- Görev
Siyasetin anlamını sorgulayan yazıyı, gösterilen son cümleden sonra aynı üslupla sürdürün.

- Verilen Metin
▽

Selâhaddin Çakırgil

Selâhaddin Çakırgil

Siyaset, bir tutam ‘yeşil ot’ göstererek yönetmek zanaatı mı?

Siyaset, beşer toplumlarını idare etmek san’atının adıdır, genelde..
Ama, atların yönetilmesi için de kullanılıyormuş.. At terbiye edicileri için kullanılan seyis kelimesi de ‘siyaset’ kelimesiyle aynı kökten geliyormuş.
Ama, siyaset, aynı zamanda ’kelle kesmek’ için de kullanılıyor.. Eski metinlerde, bir savaş anlatılırken, ‘Yaman siyaset oldu..’ denildiği görülürse, anlaşılır ki, o gün orada büyük bir kıyım olmuştur, çok kelleler kesilmiştir.
Görülüyor ki, siyaset zor zanaat..
Pekiy, siyaset ‘san’at’ mı, (halk dilinde kullanılan şekliyle) ‘zanaat’ mı?
Zanaat, gerçekte san’at kelimesinden bozma, galat / bozuk bir ifade.. Yani, galat-ı meşhûr..
‘Galat-ı meşhûr, kelâm-ı fasihden (sözün en güzel şekilde telaffuz edilmesi) evlâdır..’ demişler. Ama, san’atla zanaat arasındaki fark, zanaat’in halk dilinde geçim kapısı olan meslek olarak kullanılmasıdır..
*
Pekiy bizim günlük hayatımızdaki siyasetin mânâsı nedir ya da sergilenen tablolara bakıldığında, siyaset bu mudur, Allah aşkına?
Alınız size, birkaç sahne..
HDP’nin eşbaşkanlarından Figen Yüksekdağ isimli hanımefendi, Samsun’da 31 Mayıs günü konuşuyor.. ‘Gezi’de yarım bıraktığımızı 7 Haziran günü tamamlayacağız..’
Cesur hırsızın, ‘şecaat arzedeyim derken, çaldıklarını söylediği’ sözünü hatırlatan bir beyan..
İki sene önce İstanbul- Taksim’deki Gezi Parkı’nda başlayan ve sonra diğer büyük şehirlerin ana caddelerinde, meydanlarında aylarca devam eden ve anarşizmle değil, ancak vandalizmle barbarlıkla izah edilebilecek tabloyu hatırlayalım.
Gerçekten de tam bir vandallık idi, yakıp yıkma idi ve üstelik fakir -fukara halkın ortak malı-mülkü olan zenginlikler yokedilmiş ve bu hadiseler, günler boyu sürmüş, uluslararası haber ajansları da, ‘Erdoğan hükûmeti yıkılıyor..’ umuduyla heyecanla ve saatlerce süren canlı yayınlarıyla dünyaya duyurmuştu bu barbarlıkları.. Bu gösterilerde 10’dan fazla da insan hayatını kaybetmişti.

△

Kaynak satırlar
▽

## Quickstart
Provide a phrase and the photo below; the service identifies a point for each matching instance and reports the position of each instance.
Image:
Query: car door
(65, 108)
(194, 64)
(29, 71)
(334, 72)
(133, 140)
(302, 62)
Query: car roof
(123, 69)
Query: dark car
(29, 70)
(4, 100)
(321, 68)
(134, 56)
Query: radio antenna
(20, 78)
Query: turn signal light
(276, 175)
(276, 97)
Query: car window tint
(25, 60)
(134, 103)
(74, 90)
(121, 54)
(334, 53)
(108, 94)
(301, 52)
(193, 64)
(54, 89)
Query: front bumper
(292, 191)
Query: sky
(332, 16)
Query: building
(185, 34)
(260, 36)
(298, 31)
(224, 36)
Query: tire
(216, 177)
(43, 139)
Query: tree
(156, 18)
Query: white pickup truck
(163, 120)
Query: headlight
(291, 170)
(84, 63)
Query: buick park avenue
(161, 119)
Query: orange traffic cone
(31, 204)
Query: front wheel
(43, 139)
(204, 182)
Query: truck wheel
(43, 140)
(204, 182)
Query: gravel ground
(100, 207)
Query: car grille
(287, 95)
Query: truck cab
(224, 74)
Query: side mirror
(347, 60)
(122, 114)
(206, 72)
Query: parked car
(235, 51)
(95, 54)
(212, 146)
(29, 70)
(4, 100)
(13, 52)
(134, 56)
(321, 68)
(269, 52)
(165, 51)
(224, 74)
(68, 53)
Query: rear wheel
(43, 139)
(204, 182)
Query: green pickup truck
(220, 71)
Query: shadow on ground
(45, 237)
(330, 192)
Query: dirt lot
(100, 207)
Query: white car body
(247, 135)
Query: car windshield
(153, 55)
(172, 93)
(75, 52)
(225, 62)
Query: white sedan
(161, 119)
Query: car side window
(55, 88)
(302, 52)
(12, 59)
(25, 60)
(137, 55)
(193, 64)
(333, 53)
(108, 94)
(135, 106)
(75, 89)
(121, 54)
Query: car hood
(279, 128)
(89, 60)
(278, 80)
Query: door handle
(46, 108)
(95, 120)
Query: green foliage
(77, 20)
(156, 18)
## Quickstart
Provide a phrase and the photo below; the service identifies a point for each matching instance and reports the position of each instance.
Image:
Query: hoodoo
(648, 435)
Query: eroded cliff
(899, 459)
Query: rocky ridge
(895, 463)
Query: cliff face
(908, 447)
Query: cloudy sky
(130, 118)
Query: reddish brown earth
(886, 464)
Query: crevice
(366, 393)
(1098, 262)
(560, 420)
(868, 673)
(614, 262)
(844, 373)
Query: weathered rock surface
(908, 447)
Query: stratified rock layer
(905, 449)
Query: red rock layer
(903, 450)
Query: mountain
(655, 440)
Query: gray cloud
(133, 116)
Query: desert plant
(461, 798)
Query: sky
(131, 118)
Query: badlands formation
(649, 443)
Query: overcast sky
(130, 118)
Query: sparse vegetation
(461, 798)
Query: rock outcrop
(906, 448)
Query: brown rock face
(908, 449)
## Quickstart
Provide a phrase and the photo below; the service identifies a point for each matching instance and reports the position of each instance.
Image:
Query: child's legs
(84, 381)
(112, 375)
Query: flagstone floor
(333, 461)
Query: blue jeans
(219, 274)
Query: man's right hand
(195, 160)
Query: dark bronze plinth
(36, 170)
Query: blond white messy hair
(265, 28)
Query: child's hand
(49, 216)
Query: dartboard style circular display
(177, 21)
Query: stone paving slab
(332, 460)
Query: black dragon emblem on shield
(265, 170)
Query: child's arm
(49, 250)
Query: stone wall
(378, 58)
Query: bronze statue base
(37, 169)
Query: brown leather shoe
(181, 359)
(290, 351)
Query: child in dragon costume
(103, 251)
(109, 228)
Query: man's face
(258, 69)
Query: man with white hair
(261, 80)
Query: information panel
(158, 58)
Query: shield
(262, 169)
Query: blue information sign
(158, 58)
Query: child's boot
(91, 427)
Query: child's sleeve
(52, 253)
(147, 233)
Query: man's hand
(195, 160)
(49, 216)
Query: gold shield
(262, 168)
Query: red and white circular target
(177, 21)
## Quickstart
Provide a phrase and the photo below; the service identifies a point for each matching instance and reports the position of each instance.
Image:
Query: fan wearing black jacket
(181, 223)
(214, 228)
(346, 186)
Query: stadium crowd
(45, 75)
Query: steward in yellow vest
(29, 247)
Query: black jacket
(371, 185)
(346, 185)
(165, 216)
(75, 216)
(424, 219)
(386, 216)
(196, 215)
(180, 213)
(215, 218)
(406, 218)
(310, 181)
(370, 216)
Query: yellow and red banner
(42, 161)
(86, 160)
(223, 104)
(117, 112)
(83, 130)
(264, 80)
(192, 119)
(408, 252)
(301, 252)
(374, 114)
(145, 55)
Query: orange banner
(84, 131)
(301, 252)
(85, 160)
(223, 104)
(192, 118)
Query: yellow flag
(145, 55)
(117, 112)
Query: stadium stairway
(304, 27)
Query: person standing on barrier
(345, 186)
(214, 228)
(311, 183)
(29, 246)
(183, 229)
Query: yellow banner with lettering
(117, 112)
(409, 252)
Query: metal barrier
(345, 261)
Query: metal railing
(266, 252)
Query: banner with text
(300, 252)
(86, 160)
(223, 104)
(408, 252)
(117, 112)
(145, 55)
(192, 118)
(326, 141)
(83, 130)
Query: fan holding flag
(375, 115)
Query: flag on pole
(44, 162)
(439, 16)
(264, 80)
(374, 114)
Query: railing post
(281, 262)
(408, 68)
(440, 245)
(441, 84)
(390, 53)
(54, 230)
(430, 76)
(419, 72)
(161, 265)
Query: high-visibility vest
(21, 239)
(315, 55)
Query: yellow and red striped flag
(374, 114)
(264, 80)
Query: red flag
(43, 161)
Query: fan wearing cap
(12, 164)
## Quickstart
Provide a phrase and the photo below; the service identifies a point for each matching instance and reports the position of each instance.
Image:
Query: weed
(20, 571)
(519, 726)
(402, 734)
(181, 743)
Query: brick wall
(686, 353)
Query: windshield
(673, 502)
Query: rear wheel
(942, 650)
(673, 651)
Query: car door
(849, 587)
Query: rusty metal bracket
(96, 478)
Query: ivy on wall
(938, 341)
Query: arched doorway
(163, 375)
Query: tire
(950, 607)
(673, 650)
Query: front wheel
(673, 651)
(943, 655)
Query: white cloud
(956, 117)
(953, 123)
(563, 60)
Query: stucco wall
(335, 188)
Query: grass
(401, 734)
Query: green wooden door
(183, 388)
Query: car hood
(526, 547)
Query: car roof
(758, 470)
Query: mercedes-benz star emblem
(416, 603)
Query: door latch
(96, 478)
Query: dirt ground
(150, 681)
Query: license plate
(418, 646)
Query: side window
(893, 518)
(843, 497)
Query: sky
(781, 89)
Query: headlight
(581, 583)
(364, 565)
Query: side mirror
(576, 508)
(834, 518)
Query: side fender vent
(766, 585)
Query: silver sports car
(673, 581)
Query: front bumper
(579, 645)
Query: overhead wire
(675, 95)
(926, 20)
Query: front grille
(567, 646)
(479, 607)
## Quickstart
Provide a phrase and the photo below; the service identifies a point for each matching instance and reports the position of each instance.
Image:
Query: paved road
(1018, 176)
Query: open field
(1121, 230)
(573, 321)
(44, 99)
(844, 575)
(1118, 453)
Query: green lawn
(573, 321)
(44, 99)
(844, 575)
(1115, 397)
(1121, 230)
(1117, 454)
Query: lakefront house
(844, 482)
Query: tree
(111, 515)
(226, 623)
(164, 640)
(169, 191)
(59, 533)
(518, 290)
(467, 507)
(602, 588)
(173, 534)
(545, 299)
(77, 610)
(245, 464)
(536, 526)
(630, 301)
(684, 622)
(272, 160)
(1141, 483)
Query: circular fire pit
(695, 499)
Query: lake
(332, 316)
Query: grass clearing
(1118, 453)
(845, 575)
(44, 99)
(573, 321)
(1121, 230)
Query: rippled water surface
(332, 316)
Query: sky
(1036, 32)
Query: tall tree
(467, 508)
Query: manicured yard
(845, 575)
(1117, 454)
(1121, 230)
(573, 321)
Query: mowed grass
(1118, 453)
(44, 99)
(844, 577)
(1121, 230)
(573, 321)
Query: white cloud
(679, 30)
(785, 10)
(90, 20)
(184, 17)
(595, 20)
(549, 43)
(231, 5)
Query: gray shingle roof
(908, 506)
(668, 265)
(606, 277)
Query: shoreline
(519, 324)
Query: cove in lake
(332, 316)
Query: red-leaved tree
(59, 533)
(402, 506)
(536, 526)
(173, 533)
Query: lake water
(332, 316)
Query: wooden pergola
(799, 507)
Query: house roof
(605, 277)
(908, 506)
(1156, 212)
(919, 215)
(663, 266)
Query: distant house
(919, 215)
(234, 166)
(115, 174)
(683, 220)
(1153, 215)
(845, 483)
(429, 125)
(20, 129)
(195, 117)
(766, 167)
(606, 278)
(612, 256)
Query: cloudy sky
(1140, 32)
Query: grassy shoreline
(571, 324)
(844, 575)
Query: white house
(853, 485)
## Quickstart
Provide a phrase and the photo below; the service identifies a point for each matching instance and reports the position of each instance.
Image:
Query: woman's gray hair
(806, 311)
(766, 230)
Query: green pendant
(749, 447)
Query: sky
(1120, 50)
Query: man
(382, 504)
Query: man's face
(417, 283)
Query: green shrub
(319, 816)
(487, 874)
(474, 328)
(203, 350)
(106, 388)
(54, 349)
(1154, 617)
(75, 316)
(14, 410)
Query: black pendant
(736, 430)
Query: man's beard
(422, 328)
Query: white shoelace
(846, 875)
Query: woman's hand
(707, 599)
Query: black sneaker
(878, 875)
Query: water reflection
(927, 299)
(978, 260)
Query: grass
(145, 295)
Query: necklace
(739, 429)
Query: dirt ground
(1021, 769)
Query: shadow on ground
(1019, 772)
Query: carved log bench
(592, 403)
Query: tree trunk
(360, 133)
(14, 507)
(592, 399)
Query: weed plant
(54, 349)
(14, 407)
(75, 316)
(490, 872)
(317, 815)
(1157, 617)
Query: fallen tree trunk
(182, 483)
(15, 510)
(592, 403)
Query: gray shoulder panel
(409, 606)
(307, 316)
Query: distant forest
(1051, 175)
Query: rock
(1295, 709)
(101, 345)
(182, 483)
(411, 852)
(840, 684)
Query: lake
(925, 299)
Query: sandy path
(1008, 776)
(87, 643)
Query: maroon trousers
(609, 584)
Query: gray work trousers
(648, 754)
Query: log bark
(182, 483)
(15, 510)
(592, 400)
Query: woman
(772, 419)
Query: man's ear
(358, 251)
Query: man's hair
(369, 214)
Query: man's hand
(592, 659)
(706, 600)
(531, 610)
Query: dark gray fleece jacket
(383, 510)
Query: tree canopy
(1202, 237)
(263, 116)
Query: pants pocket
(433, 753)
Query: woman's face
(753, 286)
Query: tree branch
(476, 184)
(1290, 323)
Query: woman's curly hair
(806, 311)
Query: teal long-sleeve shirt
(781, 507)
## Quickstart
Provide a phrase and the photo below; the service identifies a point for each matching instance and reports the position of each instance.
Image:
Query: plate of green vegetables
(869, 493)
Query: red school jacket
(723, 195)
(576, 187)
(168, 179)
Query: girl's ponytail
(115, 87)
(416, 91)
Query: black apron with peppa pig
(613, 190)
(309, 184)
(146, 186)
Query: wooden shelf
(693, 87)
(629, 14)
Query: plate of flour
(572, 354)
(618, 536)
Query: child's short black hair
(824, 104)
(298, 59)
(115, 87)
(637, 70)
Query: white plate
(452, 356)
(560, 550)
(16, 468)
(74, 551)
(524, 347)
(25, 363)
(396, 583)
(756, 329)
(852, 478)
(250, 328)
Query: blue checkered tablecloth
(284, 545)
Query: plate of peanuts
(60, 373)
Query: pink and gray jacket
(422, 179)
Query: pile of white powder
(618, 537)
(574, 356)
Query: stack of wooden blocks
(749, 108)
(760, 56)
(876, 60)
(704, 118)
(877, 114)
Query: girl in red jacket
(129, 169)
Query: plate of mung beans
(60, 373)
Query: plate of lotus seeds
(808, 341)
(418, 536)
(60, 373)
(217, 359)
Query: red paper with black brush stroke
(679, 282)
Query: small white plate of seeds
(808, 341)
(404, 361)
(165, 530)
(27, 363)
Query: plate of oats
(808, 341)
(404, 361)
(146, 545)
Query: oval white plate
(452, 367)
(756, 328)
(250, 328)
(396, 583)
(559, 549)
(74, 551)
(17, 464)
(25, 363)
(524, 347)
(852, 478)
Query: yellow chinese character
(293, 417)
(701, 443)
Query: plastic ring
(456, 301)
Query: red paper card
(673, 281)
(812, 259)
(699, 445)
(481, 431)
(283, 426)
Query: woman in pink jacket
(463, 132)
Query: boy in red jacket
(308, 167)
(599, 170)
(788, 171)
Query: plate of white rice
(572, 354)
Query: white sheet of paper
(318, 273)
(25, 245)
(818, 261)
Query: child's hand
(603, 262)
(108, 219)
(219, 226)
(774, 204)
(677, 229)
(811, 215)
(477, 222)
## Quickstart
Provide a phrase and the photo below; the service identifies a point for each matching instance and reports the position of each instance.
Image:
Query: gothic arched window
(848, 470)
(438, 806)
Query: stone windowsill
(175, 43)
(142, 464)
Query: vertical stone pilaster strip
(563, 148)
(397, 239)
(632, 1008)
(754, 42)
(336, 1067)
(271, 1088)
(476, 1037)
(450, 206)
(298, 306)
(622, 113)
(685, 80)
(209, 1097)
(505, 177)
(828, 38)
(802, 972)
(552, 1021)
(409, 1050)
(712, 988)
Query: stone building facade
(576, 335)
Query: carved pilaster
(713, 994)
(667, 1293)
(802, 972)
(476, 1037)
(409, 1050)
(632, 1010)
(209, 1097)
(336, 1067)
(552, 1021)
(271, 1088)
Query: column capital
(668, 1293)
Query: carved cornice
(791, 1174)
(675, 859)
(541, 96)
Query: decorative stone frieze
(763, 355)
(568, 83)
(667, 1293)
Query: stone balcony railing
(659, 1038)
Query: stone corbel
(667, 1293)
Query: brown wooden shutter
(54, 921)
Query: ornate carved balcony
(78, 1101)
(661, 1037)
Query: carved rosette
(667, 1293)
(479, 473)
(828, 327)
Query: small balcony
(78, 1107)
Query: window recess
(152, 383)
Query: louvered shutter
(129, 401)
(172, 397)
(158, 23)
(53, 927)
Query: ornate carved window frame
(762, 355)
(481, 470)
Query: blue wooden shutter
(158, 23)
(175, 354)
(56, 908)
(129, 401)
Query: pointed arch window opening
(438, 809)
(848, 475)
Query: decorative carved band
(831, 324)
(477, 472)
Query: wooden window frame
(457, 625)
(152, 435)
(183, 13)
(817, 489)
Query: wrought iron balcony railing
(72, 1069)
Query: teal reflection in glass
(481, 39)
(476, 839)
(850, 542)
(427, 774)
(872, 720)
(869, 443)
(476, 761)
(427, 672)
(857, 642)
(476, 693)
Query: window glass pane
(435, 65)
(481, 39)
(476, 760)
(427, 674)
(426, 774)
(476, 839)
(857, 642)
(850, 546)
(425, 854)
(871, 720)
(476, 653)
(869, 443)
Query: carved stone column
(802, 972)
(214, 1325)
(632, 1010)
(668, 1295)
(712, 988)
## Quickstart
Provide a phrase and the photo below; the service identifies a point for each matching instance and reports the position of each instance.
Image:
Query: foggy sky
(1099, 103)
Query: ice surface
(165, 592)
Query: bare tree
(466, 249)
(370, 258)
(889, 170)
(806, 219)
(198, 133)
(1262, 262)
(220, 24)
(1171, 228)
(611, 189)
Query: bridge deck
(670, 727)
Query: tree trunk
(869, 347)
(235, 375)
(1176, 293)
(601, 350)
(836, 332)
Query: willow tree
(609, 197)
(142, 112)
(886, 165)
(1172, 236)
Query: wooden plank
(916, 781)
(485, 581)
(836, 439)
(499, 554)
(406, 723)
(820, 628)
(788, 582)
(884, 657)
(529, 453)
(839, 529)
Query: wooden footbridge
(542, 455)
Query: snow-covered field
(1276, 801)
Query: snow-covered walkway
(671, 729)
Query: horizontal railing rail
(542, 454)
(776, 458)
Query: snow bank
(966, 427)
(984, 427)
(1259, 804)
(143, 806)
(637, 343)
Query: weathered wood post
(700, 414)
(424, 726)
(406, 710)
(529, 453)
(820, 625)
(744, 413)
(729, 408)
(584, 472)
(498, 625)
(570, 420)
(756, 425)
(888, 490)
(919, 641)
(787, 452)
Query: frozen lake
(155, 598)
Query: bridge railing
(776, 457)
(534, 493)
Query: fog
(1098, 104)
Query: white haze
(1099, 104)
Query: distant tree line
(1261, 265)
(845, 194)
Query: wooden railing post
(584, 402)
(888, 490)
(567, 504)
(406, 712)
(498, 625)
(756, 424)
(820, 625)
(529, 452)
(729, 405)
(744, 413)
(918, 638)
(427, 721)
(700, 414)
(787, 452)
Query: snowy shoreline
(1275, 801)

△

- Alıştırma Sonucu
O vandallık, ancak, Kuzey Afrika ülkelerinde resmî ziyarette bulunan Tayyib Erdoğan’ın döner dönmez, yüzbinler tarafından karşılanması ve onun da halkı İst. Kazlıçeşme Meydanı’ndaki bir mitinge çağırması ve milyonların bu çağrıya katılmasıyla söndürülebilmişti. Ve emperyalist odaklar, Erdoğan’ı seçim yoluyla değil de, bugibi vandalist hareketlerle devirebileceklerine o kadar umut bağlamışlardı ki, Kazlışeçme’deki o iki milyona yakın insanın bile, Erdoğan’ı protesto etmek için toplandıklarını iddia edecek kadar, yalanlardan meded umar hale gelmişlerdi.
HDP Eşbaşkanı F. Yüksekdağ hanımefendi tarafından, yarım kalışına hayıflanılan Gezi bu..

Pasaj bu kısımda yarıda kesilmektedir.